------ Excerpt to read
It all began with Mary Ann Singleton, another young émigré to the city from a conservative family, moving into the bohemian apartment building of 28 Barbary Lane. Presided over by the transgender, kaftan and cannabis-loving landlady Mrs Madrigal, it included lesbian firecracker Mona Ramsey and gay sweetheart Michael ‘Mouse’ Tolliver, as well as self-admiring straight stud Brian Hawkins, among its residents. 

Living within Tales of the City’s pages has provided gay readers with a community, even when real life may have not  

Maupin continued the columns, duly collected into novels, until the late 80s, with his characters ageing in real time. Then after a gap of 18 years, he picked up the story once more in the late 00s, with three more books, which found Mary Ann and co now well into middle age, and Mrs Madrigal celebrating her 90th birthday.

What the series has meant to gay readers, in particular, over the years is incalculable: living within its pages has provided them with a community, even when real life may have not.  I can certainly vouch for that. I first discovered the original Tales of the City book in my mid-twenties when, despite having moved to London, I felt alone and adrift in my sexuality, an anomaly within largely straight social circles. Alienated as I was, the books provided the ultimate escapism – to a world which didn’t exclude heterosexuality, but, amazingly, wasn't governed by heterosexual norms either.

There was a writer’s room of six people that represented every imaginable sexual and racial stripe… they made me look much cooler than I am – Armistead Maupin

Set in 2019, the new Netflix show is both very loosely inspired by Maupin’s final three books, and a sequel to the original TV adaptations of the 90s and early 00s, featuring some of the same lead cast, including Laura Linney as Mary Ann and the redoubtable Olympia Dukakis as Mrs Madrigal. And it’s brilliant to have Tales of the City back in all its eccentricity. Despite its shiny new streaming platform home, the series retains Maupin’s joyful, relaxed dorkiness – as ever, the character’s personal trials and tribulations are set against a gleefully far-fetched mystery plotline.
------------
------ Material provided
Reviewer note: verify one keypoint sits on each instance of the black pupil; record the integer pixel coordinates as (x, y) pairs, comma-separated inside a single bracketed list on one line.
------------
Exercise instructions: Translate this sentence from the excerpt on Tales of the City into Spanish: "Maupin continued the columns, duly collected into novels, until the late 80s, with his characters ageing in real time."

Problem solution: Maupin continuó las columnas, debidamente recopiladas en novelas, hasta finales de los años 80, con sus personajes envejeciendo en tiempo real.